# SOAL LATIHAN
1. Sebutkan semua kutipan yang diapit tanda petik dalam bacaan tentang tetangga.
2. Tulis ulang bagian bacaan tentang tetangga dari "Based on true" sampai dengan "isolasi mandiri keluarga.", lalu tukar "Bapak" dengan "Ayah".

# BACAAN
+===+

Based on true story, beberapa minggu lalu aku sekeluarga terpaksa harus isolasi mandiri karena qadarullah Bapak terpapar C-19. Dengan kondisi tersebut, Bapak harus ikut isolasi terpusat tingkat kota dan terpisah dari isolasi mandiri keluarga.
Bagi
sebagian masyarakat yang tinggal di kota, “ora kenal tonggo” adalah hal
yang lumrah. Contoh yang paling sederhana adalah ketika ada seorang kurir paket
yang mengantarkan suatu barang dan menanyakan nama salah satu warga di “komplek”-nya,
ia belum tentu kenal sembari mengatakan “kurang tahu itu pak, saya lihat
alamatnya saja dan bantu cek di maps”.
Tentunya,
sangat berbeda ketika aku berkunjung ke rumah rekan yang tinggal di desa dan
pada saat itu ada seorang yang menyapa. Kutanya “ itu siapa?”, dan dengan
semangat ia menjawab “ooo … kui tonggoku”. Setelah bertanya lebih
lanjut, ternyata orang tersebut tinggal beda desa dengannya. Dalam hati
tentu terheran “bedo deso kok di aku-aku tonggo”.

+===+

# DATA TERSEDIA
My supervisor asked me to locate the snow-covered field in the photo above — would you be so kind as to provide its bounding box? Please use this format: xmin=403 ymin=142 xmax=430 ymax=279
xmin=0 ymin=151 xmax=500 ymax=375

+===+

# KUNCI JAWABAN
1.
1. "ora kenal tonggo"
2. "komplek"
3. "kurang tahu itu pak, saya lihat alamatnya saja dan bantu cek di maps"
4. "itu siapa?"
5. "ooo … kui tonggoku"
6. "bedo deso kok di aku-aku tonggo"

2.
Based on true story, beberapa minggu lalu aku sekeluarga terpaksa harus isolasi mandiri karena qadarullah Ayah terpapar C-19. Dengan kondisi tersebut, Ayah harus ikut isolasi terpusat tingkat kota dan terpisah dari isolasi mandiri keluarga.